Direction: Convert the data below into a numbered list with one line per item, omitting blank lines and leaving out the pictures.

--- begin Data shown ---

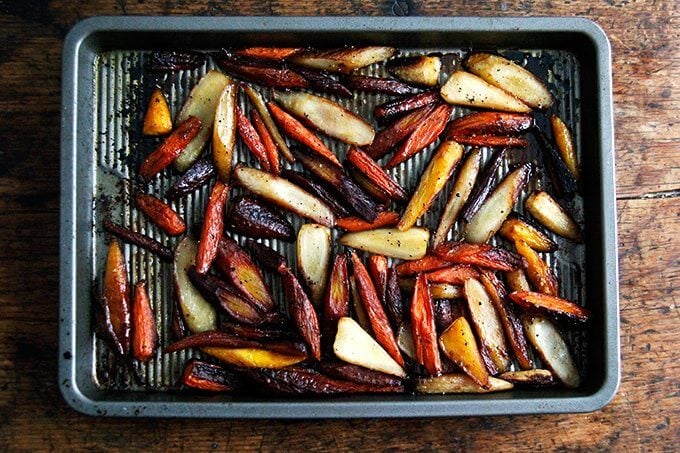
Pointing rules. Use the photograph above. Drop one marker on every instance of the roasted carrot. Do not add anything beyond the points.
(160, 213)
(171, 147)
(425, 134)
(267, 141)
(298, 132)
(252, 139)
(144, 333)
(424, 329)
(213, 226)
(375, 311)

--- end Data shown ---

Solution for this task:
1. Pointing rules. Use the photograph above. Drop one marker on every instance of the roasted carrot. Do not add anything beyond the points.
2. (160, 213)
3. (171, 147)
4. (425, 134)
5. (267, 141)
6. (298, 132)
7. (252, 139)
8. (144, 333)
9. (424, 329)
10. (213, 226)
11. (375, 311)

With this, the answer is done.